▸ **Requirement 1**
Extract every line of the rows below that contains the word "pebble". Case counts.

** START OF Document segment **

By Muertos (muertos@gmail.com)
In previous blogs I've dealt with the fundamental failure of most conspiracy theorists to understand science, their ignorance of the hierarchy of sources and basic epistemology, and their contempt for intellectualism and the academic process. In this blog I'm going to examine why their appreciation of literature is equally faulty, by looking into the distortions that conspiracy theorists commit when discussing their favorite novel, that being
Nineteen Eighty-Four by George Orwell. (Note: the title is usually spelled out, but for ease of writing I'm going to use the numerical title,
1984).

** END OF Document segment **
** START OF Material **

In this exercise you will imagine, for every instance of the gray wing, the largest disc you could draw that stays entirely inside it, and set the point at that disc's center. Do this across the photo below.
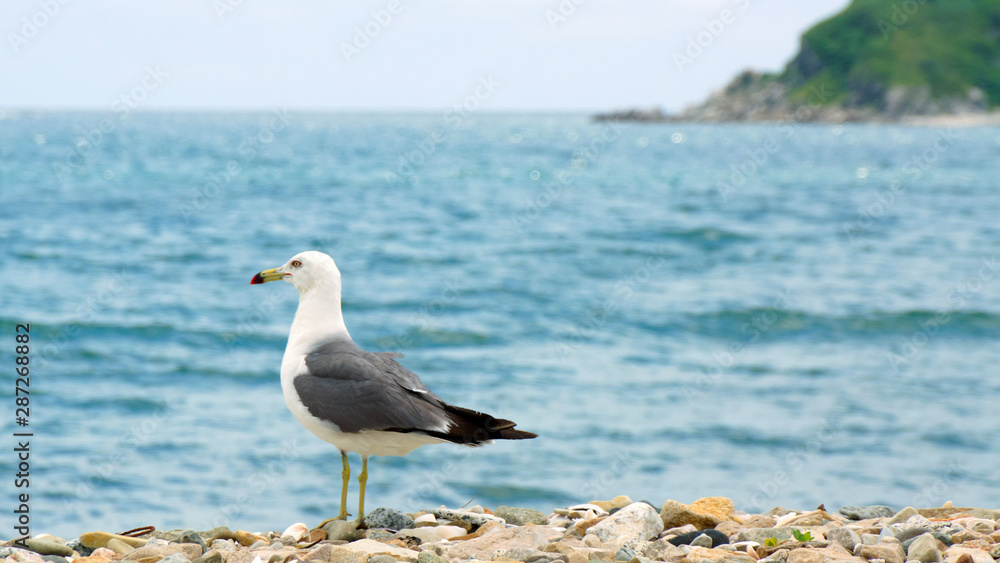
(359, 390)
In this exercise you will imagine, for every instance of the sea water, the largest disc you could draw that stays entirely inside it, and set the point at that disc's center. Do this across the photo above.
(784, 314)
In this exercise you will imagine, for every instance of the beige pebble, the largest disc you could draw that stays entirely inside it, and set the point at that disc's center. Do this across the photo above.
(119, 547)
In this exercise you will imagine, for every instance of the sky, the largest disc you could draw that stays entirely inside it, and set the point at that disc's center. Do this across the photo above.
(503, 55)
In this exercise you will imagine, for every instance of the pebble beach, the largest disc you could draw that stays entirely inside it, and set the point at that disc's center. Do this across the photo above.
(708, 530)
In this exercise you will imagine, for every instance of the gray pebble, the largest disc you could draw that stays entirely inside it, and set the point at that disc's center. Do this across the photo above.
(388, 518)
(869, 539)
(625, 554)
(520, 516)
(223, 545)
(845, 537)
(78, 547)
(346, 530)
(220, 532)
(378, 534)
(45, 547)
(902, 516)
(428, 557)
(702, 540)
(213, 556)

** END OF Material **
** START OF Material **

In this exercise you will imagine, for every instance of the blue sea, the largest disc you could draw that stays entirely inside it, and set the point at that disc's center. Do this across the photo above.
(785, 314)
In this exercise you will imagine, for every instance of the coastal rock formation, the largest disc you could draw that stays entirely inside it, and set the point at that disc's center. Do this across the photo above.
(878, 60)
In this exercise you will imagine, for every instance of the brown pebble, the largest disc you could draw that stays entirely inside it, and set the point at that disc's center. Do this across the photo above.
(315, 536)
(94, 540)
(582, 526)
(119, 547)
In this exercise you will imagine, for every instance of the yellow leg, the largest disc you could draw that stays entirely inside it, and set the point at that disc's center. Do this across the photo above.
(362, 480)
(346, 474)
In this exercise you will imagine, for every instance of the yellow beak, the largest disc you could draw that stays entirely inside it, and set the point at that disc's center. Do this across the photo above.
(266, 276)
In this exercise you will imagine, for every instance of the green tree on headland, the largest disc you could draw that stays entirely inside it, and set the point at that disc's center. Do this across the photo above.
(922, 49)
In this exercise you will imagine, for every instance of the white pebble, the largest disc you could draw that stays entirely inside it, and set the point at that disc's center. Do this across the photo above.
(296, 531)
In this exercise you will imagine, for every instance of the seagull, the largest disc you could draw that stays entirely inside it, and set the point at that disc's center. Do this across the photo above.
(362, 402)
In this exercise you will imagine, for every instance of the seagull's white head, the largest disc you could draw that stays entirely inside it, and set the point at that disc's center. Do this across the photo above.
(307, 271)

** END OF Material **

▸ **Requirement 2**
Continue the blog post above about conspiracy theorists and Nineteen Eighty-Four from the point where it stops.

▸ **Exercise answer 1**
In this exercise you will imagine, for every instance of the beige pebble, the largest disc you could draw that stays entirely inside it, and set the point at that disc's center. Do this across the photo above.
In this exercise you will imagine, for every instance of the pebble beach, the largest disc you could draw that stays entirely inside it, and set the point at that disc's center. Do this across the photo above.
In this exercise you will imagine, for every instance of the gray pebble, the largest disc you could draw that stays entirely inside it, and set the point at that disc's center. Do this across the photo above.
In this exercise you will imagine, for every instance of the brown pebble, the largest disc you could draw that stays entirely inside it, and set the point at that disc's center. Do this across the photo above.
In this exercise you will imagine, for every instance of the white pebble, the largest disc you could draw that stays entirely inside it, and set the point at that disc's center. Do this across the photo above.

▸ **Exercise answer 2**
What the Book Is
1984 is one of the most famous pieces of literature in the English language. Originally published in 1949, it was written by George Orwell, a democratic socialist, not long before his death from tuberculosis. The novel is a classic dystopian story set in what was for Orwell the future. Depicting a grim life under a totalitarian state, ruled by a possibly nonexistent figurehead leader called Big Brother, the novel is the story of Winston Smith, with roughly the first half of the book chronicling his life in a bleak London where history is routinely rewritten to validate predictions of the ruling Party and most human emotions are discouraged. In the second half of the book Smith falls in love with a woman, Julia, and joins what he thinks is a resistance movement to the Party, but what turns out to be merely a deception to capture and brainwash him into mindless subservience to the state.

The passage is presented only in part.